WHAT THE EXERCISE ASKS:
Reproduce every line of the listing below word for word, changing nothing.

DATA FOR THIS TASK:
•••••

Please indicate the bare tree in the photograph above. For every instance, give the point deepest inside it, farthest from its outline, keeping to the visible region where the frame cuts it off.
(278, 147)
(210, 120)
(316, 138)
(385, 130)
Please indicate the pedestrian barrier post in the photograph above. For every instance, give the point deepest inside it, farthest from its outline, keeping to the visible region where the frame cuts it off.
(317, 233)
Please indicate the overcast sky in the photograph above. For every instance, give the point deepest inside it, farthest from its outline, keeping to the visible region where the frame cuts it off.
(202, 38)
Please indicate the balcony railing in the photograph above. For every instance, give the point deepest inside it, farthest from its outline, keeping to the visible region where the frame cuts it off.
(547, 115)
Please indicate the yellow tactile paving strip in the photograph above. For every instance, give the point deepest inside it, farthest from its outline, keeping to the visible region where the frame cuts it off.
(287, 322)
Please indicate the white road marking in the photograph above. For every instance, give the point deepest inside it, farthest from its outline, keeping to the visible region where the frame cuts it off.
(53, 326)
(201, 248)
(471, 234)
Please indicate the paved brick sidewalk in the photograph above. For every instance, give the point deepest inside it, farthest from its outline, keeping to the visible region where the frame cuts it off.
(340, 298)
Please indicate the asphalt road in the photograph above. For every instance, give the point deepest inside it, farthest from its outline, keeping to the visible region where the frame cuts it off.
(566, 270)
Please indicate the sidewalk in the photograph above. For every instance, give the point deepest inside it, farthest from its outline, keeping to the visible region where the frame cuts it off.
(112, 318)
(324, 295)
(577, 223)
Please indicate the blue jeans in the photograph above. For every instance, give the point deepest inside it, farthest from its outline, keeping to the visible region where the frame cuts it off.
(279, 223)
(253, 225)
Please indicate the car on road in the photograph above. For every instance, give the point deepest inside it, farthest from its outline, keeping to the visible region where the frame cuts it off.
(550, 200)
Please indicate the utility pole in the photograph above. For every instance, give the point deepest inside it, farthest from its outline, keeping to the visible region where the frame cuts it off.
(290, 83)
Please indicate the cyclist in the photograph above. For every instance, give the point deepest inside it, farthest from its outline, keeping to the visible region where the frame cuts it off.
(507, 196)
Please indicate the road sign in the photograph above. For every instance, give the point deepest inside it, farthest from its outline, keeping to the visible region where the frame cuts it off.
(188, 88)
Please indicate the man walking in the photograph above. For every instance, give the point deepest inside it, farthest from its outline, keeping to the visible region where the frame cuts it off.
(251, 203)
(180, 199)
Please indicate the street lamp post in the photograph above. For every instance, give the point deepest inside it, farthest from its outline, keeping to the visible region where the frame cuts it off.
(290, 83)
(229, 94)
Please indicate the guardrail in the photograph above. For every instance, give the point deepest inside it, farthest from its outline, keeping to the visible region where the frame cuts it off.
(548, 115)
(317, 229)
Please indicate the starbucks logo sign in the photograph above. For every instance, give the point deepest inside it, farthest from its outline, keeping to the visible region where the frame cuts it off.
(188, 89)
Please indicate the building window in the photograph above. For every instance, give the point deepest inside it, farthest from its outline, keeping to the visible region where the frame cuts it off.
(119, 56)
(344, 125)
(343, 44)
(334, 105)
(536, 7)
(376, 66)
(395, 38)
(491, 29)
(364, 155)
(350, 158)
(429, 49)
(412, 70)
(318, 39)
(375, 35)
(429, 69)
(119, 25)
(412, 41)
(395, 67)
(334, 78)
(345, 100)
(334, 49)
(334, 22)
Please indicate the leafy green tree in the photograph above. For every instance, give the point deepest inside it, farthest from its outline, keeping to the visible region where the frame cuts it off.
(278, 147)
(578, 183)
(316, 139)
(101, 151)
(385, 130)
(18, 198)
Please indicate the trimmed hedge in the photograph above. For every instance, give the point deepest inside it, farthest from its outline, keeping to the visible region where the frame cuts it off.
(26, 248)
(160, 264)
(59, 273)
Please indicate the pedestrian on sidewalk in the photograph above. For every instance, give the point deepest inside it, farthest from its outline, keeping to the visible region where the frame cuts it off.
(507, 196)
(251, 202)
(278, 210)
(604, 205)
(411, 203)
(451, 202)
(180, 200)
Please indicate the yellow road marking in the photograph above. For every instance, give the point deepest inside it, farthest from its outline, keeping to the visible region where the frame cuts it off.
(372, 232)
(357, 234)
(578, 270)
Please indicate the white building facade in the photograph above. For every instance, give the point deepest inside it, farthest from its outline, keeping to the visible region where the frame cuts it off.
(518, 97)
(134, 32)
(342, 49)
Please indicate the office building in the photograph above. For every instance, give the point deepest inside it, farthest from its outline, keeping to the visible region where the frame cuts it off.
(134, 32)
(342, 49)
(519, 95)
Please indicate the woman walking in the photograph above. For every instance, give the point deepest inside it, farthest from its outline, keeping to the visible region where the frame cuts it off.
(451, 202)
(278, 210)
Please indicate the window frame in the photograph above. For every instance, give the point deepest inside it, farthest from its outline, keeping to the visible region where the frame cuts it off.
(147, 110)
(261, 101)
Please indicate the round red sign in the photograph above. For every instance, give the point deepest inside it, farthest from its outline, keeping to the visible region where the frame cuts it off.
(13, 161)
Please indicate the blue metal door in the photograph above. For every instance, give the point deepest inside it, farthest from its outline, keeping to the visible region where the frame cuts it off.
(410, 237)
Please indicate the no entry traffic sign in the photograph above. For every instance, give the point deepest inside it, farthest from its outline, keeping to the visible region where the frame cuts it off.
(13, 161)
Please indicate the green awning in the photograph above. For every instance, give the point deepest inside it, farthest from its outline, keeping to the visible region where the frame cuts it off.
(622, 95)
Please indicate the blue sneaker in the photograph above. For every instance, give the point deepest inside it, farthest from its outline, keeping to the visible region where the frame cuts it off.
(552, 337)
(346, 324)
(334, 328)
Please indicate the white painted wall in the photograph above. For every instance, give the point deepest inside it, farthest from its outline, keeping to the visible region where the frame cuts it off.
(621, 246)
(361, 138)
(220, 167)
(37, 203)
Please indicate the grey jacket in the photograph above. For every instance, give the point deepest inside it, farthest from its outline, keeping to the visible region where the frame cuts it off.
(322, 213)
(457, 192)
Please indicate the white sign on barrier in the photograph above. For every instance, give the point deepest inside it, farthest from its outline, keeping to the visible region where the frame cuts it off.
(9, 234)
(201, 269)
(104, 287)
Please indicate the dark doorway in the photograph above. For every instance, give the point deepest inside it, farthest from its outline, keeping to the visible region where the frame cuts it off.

•••••

REPLY TO THE EXERCISE:
Please indicate the bare tree in the photograph above. For every instance, give the point deepest inside it, farthest from its outline, keeping to the visible region where the frame cuts it off.
(278, 147)
(210, 120)
(316, 138)
(385, 130)
Please indicate the pedestrian barrier post in the photograph above. For every instance, give the point deepest inside it, farthest from its outline, keeping to the visible region where the frame cuts it off.
(317, 233)
Please indicate the overcast sky in the photograph above. For every instance, give the point deepest inside it, farthest from its outline, keeping to the visible region where the frame cuts it off.
(202, 38)
Please indicate the balcony railing in the photograph above. For every instance, give the point deepest inside it, farthest from its outline, keeping to the visible region where the frame cuts it off.
(547, 115)
Please indicate the yellow tactile paving strip in the photograph above. For every instance, give the point deepest inside it, farthest from its outline, keeping to the visible region where the frame cuts it off.
(287, 322)
Please indicate the white road marking in the photograph above. For every instance, give the point deepest inside it, farthest from its outline, keeping to the visible region where the frame cuts it off.
(53, 326)
(201, 248)
(471, 234)
Please indicate the paved brick sidewalk in the photograph above. For every instance, give the point deepest inside it, farthest from its outline, keeping to the visible region where the frame cuts it off.
(340, 298)
Please indicate the asphalt road in the photograph above. For every instance, give the point deepest inside it, farthest from its outline, keeping to the visible region where the frame cuts it off.
(566, 270)
Please indicate the sidewalk in the photograph above. For every instance, give the point deepest inside it, farthest from its outline, keeping to the visible region where the frame cuts it off.
(112, 318)
(324, 295)
(577, 223)
Please indicate the blue jeans in the photograph above. For every instance, give the point deepest inside it, farthest from its outline, keeping to the visible region where the frame cuts it off.
(279, 223)
(253, 225)
Please indicate the car on road in the photograph above. For every instance, give the point deepest inside it, farthest from its outline, keeping to the visible region where the frame cuts it off.
(550, 200)
Please indicate the utility pole in the photograph above. For every instance, give the point deepest inside it, farthest from its outline, keeping to the visible region where the frame cuts it off.
(290, 83)
Please indicate the cyclist in the photograph above. For every instance, give the point deepest inside it, farthest from its outline, keeping to the visible region where the frame cuts it off.
(507, 196)
Please indicate the road sign in the photograph above. For every instance, give the point deepest inside it, farthest from its outline, keeping to the visible region where the frame cuts it off.
(188, 88)
Please indicate the man walking in the photograph above. For every instance, give the point deepest inside it, farthest from its outline, keeping to the visible region where the frame cuts it off.
(251, 203)
(180, 199)
Please indicate the street lamp post in the photograph above. For every instance, give the point deepest inside it, farthest from its outline, keeping to the visible region where the frame cuts it off.
(290, 83)
(229, 94)
Please indicate the guardrail in the photograph above. For every instance, give the point deepest inside it, farthest from its outline, keeping to the visible region where the frame cuts it off.
(548, 115)
(317, 229)
Please indicate the starbucks logo sign in the photograph above. For every instance, give the point deepest inside it, farthest from its outline, keeping to the visible region where the frame cuts it off.
(188, 89)
Please indicate the building window in the photograph above. For every instance, give the point deepest inside it, farthest from its outline, keeping to the visible region where the frame cuts it off.
(119, 56)
(344, 125)
(343, 44)
(334, 105)
(536, 7)
(376, 66)
(395, 38)
(491, 29)
(364, 155)
(350, 158)
(429, 49)
(412, 70)
(318, 39)
(375, 35)
(429, 69)
(119, 25)
(412, 41)
(395, 67)
(334, 78)
(345, 100)
(334, 49)
(334, 22)
Please indicate the leafy green tree in the photograph above. For every instance, give the point deepest inside it, farthest from its outline, keeping to the visible region where the frame cuts it off.
(278, 147)
(578, 183)
(316, 139)
(101, 151)
(385, 130)
(18, 198)
Please indicate the trimmed hedge in the photograph above. For every instance, give the point deepest inside it, farthest from its outline, keeping to the visible region where the frame cuts it off.
(26, 248)
(160, 264)
(59, 273)
Please indicate the pedestrian on sidewalk in the photograph above. For every instance, give the point deepest inside it, farthest from its outline, keeping to the visible region where the frame cuts it off.
(507, 196)
(251, 202)
(278, 210)
(604, 205)
(411, 203)
(451, 202)
(180, 200)
Please indicate the yellow road marking in the photograph above. For every instance, give the point deepest inside it, farthest from its outline, keeping to the visible region where the frame cuts it off.
(372, 232)
(357, 234)
(578, 270)
Please indicate the white building facade in the photograph above. For every instance, give the point deepest inside it, farthest from its outline, keeping to the visible region where the frame cuts it off.
(518, 97)
(134, 32)
(342, 49)
Please indicate the office building in the photograph above. For every instance, give the point deepest inside it, farthest from its outline, keeping to the visible region where the frame cuts it off.
(134, 32)
(342, 49)
(519, 95)
Please indicate the woman walking in the photograph above. For every instance, give the point deepest inside it, farthest from its outline, keeping to the visible region where the frame cuts it off.
(451, 202)
(278, 210)
Please indicate the window frame in the photograph above. For every instance, give the point deepest inside it, farthest from its outline, keeping to the visible region where the frame cuts it off.
(147, 110)
(261, 101)
Please indicate the round red sign in the photograph above. For every instance, give the point deepest inside it, farthest from its outline, keeping to the visible region where the frame cuts it off.
(13, 161)
Please indicate the blue metal door in the photograph above. For every instance, give the point deepest inside it, farthest from its outline, keeping to the visible region where the frame cuts it off.
(410, 237)
Please indicate the no entry traffic sign in the photograph above. For every instance, give the point deepest inside it, farthest from its outline, keeping to the visible region where the frame cuts it off.
(13, 161)
Please indicate the green awning in the photograph above. For every instance, give the point deepest inside it, farthest from its outline, keeping to the visible region where the frame cuts it off.
(622, 95)
Please indicate the blue sneaker in the photograph above. For every instance, give the point deepest inside it, farthest from its outline, keeping to the visible region where the frame cuts it off.
(552, 337)
(346, 324)
(334, 328)
Please indicate the white painted wall in the photograph above. For every instance, give the point deepest inside it, farthest from its outline, keeping to the visible region where the frame cuts it off.
(621, 246)
(361, 138)
(220, 167)
(37, 203)
Please indicate the grey jacket in the photograph above. For every instance, give the point deepest inside it, farthest from its outline, keeping to the visible region where the frame cuts it off.
(322, 213)
(457, 192)
Please indicate the white sign on barrier in the photograph above. For every instance, give the point deepest inside it, farthest from its outline, keeping to the visible region where the frame cuts it off.
(9, 234)
(201, 269)
(104, 287)
Please indicate the dark doorway in the photograph above. For every instance, give the point deepest inside it, farthest from its outline, keeping to the visible region where the frame cuts it off.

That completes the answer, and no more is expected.